• **AÇÕES NECESSÁRIAS**
A: Responda, com base no texto sobre João Antônio Donati:
(i) Em que cidade e estado João morava?
(ii) Qual é o nome do delegado responsável pelo caso?
(iii) O que estava escrito no bilhete encontrado na boca de João?
B: No texto sobre João Antônio Donati, reescreva de forma mais curta o parágrafo que começa com "o perfil de joão antônio no facebook", mantendo os fatos principais.
C: Troque "sorriso" por "olhar" no texto sobre João Antônio Donati e escreva de novo o trecho de "o perfil de" até "da homofobia institucionalizada.".

12 de setembro de 2014

sobre joão antônio donati




joão morava em inhumas, em goiás. tinha apenas dezoito anos e uma vida cheia de sonhos e sorrisos pela frente. na terça feira (nove de setembro), joão saiu de casa e não mais voltou. na quarta feira, seu corpo sem vida foi encontrado, abandonado num terreno baldio qualquer. estrangulado. brutalmente assassinado. suas pernas e pescoço, quebrados. em sua boca, um bilhete. "vamos acabar com essa praga".

apesar de todas as óbvias circunstâncias, praticamente todos os veículos de comunicação afirmam haver suspeita de que o crime tenha motivação homofóbica. o delegado responsável pelo caso, humberto teófilo, informou que ainda será instaurado um inquérito para apurar o motivo do crime. nos comentários dos sites de notícias, lê-se uma empatia que só é vista em nossa morte: nossa dor cotidiana só é tida como legítima quando morremos. (e olhe lá!)

o perfil de joão antônio no facebook, que antes era permeado por fotos sorridentes, conversas divertidas com os amigos e imagens simbólicas contra homofobia, é hoje tomado pela tristeza de recados incrédulos de família, amigos e desconhecidos indignados com a morte do tão novo rapaz.




e mais uma vida foi tirada. mais um sorriso foi apagado. mais inúmeras vidas perderam o sentido com a morte de joão. mais um de nós pra conta da homofobia institucionalizada.

e poderia ser eu. poderia ser meu melhor amigo. poderia ser meu namorado. poderia ser cada um dos amigos com quem eu divido um lar. poderia ser alguma das muitas pessoas próximas a mim. poderia ser minha mãe debruçada sobre um caixão carregando meu corpo frio e indiferente. poderia ser a família de cada uma dessas pessoas a ter sido tão brutalmente dilacerada pela homofobia.

nosso sangue, mais uma vez, está nas mãos dessas pessoas. você que riu do coleguinha gay na escola, você que faz (e ri de) piadinhas que nos desumanizam, você que usa "viado" ou "bicha" como xingamento, você que diz que algo é "muito gay" com intenção de ofender, você que assedia moralmente o "viado" que vê na rua, você que nos tira o direito de casar e de viver normalmente com nossos amores, você que acha que lei contra homofobia é privilégio, você que faz coro ao que dizem os políticos fundamentalistas, você que neles vota, você que acredita em heterofobia, você que "não tem nada contra, mas", você que acha que somos todos iguais: nosso sangue sujo está nas suas mãos limpas.

• **Registros de uma fonte de dados**
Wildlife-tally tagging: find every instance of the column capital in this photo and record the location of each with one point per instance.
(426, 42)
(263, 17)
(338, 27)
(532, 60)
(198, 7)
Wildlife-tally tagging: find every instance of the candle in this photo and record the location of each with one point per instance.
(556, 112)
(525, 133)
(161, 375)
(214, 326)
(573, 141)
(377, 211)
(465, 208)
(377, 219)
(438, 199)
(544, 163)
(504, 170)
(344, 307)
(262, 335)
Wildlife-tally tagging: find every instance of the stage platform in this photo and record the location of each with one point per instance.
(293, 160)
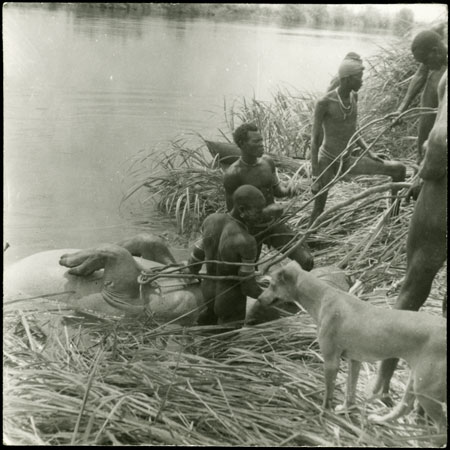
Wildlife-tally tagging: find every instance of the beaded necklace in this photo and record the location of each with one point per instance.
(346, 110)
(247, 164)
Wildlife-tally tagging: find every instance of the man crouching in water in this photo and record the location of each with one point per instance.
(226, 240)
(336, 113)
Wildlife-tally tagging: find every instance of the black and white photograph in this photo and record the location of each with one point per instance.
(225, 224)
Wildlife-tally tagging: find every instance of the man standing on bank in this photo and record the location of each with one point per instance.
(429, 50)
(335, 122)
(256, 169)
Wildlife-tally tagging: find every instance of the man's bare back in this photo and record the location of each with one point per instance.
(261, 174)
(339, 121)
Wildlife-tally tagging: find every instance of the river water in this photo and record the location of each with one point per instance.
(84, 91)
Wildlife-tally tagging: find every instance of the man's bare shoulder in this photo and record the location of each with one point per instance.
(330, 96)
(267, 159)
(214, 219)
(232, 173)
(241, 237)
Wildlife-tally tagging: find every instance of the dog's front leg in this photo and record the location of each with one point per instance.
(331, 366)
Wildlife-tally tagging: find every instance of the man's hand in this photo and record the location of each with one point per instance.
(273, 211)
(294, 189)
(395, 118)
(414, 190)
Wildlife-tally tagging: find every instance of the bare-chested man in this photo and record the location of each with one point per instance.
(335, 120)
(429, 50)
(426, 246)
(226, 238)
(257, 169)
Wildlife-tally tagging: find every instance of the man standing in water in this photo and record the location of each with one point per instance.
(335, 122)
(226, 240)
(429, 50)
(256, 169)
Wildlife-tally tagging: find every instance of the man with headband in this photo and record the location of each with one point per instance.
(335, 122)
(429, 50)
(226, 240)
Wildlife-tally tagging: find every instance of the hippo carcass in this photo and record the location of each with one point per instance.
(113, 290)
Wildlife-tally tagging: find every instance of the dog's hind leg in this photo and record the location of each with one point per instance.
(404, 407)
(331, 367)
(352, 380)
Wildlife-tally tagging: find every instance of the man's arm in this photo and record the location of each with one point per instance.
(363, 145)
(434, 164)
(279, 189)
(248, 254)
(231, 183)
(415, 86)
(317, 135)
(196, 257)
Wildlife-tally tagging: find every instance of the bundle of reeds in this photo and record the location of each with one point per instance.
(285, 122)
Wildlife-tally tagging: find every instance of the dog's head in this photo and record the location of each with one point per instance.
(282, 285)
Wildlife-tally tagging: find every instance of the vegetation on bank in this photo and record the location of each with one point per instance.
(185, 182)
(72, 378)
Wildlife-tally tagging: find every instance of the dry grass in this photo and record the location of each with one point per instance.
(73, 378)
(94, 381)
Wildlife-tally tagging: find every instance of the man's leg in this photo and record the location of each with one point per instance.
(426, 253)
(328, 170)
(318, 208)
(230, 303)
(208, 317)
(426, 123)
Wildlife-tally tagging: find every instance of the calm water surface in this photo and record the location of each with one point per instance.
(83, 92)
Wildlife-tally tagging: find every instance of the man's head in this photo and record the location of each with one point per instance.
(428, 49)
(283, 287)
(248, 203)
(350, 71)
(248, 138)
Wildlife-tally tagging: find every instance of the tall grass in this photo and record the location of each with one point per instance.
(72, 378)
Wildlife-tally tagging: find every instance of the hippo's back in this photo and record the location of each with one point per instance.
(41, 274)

...

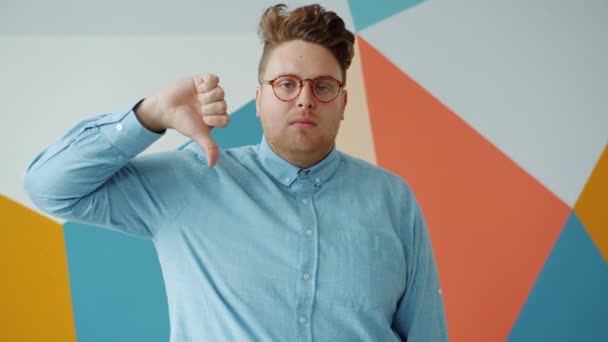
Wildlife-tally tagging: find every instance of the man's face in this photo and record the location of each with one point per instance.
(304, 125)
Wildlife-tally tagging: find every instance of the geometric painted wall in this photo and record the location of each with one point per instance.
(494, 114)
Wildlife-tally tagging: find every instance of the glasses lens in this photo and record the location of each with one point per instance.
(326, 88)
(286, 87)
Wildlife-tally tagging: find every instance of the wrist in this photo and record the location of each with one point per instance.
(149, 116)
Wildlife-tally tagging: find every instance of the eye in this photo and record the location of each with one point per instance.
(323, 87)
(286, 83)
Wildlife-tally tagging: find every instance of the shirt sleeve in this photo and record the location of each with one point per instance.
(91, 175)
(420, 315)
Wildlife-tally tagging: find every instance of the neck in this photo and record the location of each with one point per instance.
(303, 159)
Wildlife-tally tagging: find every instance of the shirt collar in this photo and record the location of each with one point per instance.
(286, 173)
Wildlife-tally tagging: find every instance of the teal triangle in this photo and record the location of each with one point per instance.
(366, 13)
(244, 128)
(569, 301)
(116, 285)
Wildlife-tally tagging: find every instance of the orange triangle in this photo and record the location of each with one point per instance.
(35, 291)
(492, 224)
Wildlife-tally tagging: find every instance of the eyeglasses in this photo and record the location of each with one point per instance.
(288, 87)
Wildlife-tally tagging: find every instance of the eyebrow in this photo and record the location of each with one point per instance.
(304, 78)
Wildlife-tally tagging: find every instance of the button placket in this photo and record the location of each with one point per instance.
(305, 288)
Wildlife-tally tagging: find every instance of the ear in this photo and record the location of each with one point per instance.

• **RESPOSTAS POR TAREFA**
A:
(i) Em Inhumas, em Goiás.
(ii) Humberto Teófilo.
(iii) "vamos acabar com essa praga".

B: O perfil de João Antônio no Facebook antes tinha fotos sorridentes, conversas com amigos e imagens contra a homofobia. Hoje está tomado por recados tristes e incrédulos de família, amigos e desconhecidos indignados com a morte do jovem.

C:
o perfil de joão antônio no facebook, que antes era permeado por fotos sorridentes, conversas divertidas com os amigos e imagens simbólicas contra homofobia, é hoje tomado pela tristeza de recados incrédulos de família, amigos e desconhecidos indignados com a morte do tão novo rapaz.




e mais uma vida foi tirada. mais um olhar foi apagado. mais inúmeras vidas perderam o sentido com a morte de joão. mais um de nós pra conta da homofobia institucionalizada.